Exercise goal: Retype the entries in full, exactly.

----- Listed entries -----

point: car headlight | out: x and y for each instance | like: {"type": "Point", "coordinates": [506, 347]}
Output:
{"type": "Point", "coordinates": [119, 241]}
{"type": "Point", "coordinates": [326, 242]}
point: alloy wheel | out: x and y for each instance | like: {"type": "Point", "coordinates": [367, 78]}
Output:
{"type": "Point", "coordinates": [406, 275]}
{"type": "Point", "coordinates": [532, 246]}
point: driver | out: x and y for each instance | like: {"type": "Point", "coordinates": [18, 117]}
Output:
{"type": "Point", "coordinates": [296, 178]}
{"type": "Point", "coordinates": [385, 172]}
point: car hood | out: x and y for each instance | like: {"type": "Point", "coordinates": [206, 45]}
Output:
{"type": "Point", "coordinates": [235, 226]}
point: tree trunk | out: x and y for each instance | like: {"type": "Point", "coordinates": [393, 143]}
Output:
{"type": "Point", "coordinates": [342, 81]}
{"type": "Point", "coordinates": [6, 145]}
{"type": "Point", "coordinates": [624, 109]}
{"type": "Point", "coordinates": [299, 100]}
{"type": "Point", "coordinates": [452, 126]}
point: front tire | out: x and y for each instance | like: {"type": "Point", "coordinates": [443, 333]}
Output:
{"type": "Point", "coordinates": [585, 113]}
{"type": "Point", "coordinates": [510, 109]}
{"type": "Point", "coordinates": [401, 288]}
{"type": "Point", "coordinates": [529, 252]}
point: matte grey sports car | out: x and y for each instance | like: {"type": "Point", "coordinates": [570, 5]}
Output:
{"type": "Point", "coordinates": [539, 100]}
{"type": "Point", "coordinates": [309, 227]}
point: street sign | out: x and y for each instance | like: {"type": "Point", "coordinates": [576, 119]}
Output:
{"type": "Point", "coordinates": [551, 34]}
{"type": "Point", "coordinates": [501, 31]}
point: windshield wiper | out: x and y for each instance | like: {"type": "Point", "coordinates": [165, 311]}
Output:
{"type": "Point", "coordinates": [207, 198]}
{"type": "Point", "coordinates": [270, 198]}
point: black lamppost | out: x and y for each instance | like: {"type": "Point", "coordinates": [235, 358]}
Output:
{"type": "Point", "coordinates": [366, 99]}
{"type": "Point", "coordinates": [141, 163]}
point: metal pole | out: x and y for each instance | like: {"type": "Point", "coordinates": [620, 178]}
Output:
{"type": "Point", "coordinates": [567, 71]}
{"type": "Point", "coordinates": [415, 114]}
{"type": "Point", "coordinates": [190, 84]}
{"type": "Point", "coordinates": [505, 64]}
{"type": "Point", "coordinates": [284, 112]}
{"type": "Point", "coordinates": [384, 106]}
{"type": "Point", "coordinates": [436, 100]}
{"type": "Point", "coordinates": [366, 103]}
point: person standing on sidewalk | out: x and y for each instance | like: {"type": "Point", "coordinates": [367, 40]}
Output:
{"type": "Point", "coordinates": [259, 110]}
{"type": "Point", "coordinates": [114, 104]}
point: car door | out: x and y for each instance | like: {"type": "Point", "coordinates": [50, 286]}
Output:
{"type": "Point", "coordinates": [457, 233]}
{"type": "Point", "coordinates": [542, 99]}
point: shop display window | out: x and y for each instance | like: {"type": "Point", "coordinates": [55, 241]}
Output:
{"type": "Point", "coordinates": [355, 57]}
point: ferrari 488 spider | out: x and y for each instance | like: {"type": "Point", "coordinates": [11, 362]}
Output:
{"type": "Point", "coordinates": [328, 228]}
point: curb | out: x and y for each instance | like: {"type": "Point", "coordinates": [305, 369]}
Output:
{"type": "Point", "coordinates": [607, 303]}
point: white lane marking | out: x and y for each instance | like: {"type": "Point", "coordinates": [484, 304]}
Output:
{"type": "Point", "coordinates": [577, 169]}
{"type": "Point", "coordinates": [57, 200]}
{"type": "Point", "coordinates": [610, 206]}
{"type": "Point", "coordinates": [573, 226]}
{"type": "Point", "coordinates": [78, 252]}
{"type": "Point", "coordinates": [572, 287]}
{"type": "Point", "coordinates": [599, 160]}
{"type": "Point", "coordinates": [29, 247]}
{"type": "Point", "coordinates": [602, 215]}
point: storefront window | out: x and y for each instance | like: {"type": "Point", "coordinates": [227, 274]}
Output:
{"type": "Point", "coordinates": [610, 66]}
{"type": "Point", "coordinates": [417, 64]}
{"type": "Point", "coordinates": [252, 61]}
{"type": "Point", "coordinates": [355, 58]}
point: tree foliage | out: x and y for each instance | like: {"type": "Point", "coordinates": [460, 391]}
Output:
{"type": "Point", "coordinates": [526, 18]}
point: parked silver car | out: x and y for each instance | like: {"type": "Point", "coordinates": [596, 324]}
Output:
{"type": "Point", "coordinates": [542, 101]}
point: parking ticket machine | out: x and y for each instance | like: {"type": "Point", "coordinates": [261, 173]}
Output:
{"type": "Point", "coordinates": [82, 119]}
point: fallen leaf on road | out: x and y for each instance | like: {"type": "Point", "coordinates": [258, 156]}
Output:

-----

Response to this task:
point: car headlight | out: x and y for each instance | like: {"type": "Point", "coordinates": [506, 347]}
Output:
{"type": "Point", "coordinates": [119, 241]}
{"type": "Point", "coordinates": [326, 242]}
point: alloy wheel | out: x and y for each instance | like: {"type": "Point", "coordinates": [367, 78]}
Output:
{"type": "Point", "coordinates": [406, 275]}
{"type": "Point", "coordinates": [532, 246]}
point: driver | out: x and y for each instance | like: {"type": "Point", "coordinates": [18, 117]}
Output:
{"type": "Point", "coordinates": [296, 178]}
{"type": "Point", "coordinates": [385, 172]}
point: car hood | out: x and y for each instance | like: {"type": "Point", "coordinates": [206, 45]}
Output:
{"type": "Point", "coordinates": [235, 226]}
point: tree trunk | out: x and y for each instance | like: {"type": "Point", "coordinates": [393, 143]}
Output:
{"type": "Point", "coordinates": [342, 81]}
{"type": "Point", "coordinates": [6, 145]}
{"type": "Point", "coordinates": [624, 109]}
{"type": "Point", "coordinates": [299, 100]}
{"type": "Point", "coordinates": [452, 126]}
point: front tire | out: x and y for each instance | like: {"type": "Point", "coordinates": [443, 333]}
Output:
{"type": "Point", "coordinates": [585, 113]}
{"type": "Point", "coordinates": [510, 109]}
{"type": "Point", "coordinates": [401, 288]}
{"type": "Point", "coordinates": [529, 252]}
point: matte grey sports car | out: x and y for each instance | like: {"type": "Point", "coordinates": [570, 5]}
Output:
{"type": "Point", "coordinates": [539, 100]}
{"type": "Point", "coordinates": [309, 227]}
point: street sign | out: x and y for each instance | like: {"type": "Point", "coordinates": [576, 119]}
Output:
{"type": "Point", "coordinates": [551, 34]}
{"type": "Point", "coordinates": [501, 31]}
point: windshield wiper | out: x and y for each instance | like: {"type": "Point", "coordinates": [165, 311]}
Output:
{"type": "Point", "coordinates": [207, 198]}
{"type": "Point", "coordinates": [270, 198]}
point: black lamppost | out: x and y for each instance | like: {"type": "Point", "coordinates": [235, 358]}
Output:
{"type": "Point", "coordinates": [366, 99]}
{"type": "Point", "coordinates": [141, 163]}
point: metal pole | out: x and y for each instance | like: {"type": "Point", "coordinates": [620, 178]}
Output:
{"type": "Point", "coordinates": [567, 71]}
{"type": "Point", "coordinates": [415, 114]}
{"type": "Point", "coordinates": [190, 84]}
{"type": "Point", "coordinates": [505, 64]}
{"type": "Point", "coordinates": [284, 112]}
{"type": "Point", "coordinates": [384, 106]}
{"type": "Point", "coordinates": [436, 100]}
{"type": "Point", "coordinates": [366, 103]}
point: person standing on sidewalk | out: x and y for each instance | like: {"type": "Point", "coordinates": [367, 40]}
Output:
{"type": "Point", "coordinates": [259, 110]}
{"type": "Point", "coordinates": [114, 104]}
point: car door | out: x and y for each instance | like: {"type": "Point", "coordinates": [50, 286]}
Output:
{"type": "Point", "coordinates": [457, 233]}
{"type": "Point", "coordinates": [542, 99]}
point: shop display window | out: x and y for each instance | like: {"type": "Point", "coordinates": [55, 241]}
Output:
{"type": "Point", "coordinates": [355, 57]}
point: ferrari 488 spider | out: x and y for each instance | like: {"type": "Point", "coordinates": [11, 362]}
Output:
{"type": "Point", "coordinates": [328, 228]}
point: curb | out: x and y for each instance | like: {"type": "Point", "coordinates": [305, 369]}
Output:
{"type": "Point", "coordinates": [607, 303]}
point: white lane marking | out: x and y for each instance | like: {"type": "Point", "coordinates": [484, 304]}
Output:
{"type": "Point", "coordinates": [577, 169]}
{"type": "Point", "coordinates": [57, 200]}
{"type": "Point", "coordinates": [610, 206]}
{"type": "Point", "coordinates": [573, 226]}
{"type": "Point", "coordinates": [78, 252]}
{"type": "Point", "coordinates": [572, 287]}
{"type": "Point", "coordinates": [599, 160]}
{"type": "Point", "coordinates": [29, 247]}
{"type": "Point", "coordinates": [602, 215]}
point: storefront window | out: x and y for each instance | like: {"type": "Point", "coordinates": [227, 274]}
Output:
{"type": "Point", "coordinates": [610, 66]}
{"type": "Point", "coordinates": [417, 64]}
{"type": "Point", "coordinates": [252, 61]}
{"type": "Point", "coordinates": [355, 58]}
point: tree foliage | out: x and y for each instance | like: {"type": "Point", "coordinates": [460, 391]}
Output:
{"type": "Point", "coordinates": [526, 18]}
point: parked silver car | out: x and y for each instance | like: {"type": "Point", "coordinates": [596, 324]}
Output:
{"type": "Point", "coordinates": [542, 101]}
point: parking ticket machine | out: x and y for each instance | like: {"type": "Point", "coordinates": [261, 173]}
Output:
{"type": "Point", "coordinates": [82, 119]}
point: fallen leaf on road | out: x and y for each instance | like: {"type": "Point", "coordinates": [258, 156]}
Output:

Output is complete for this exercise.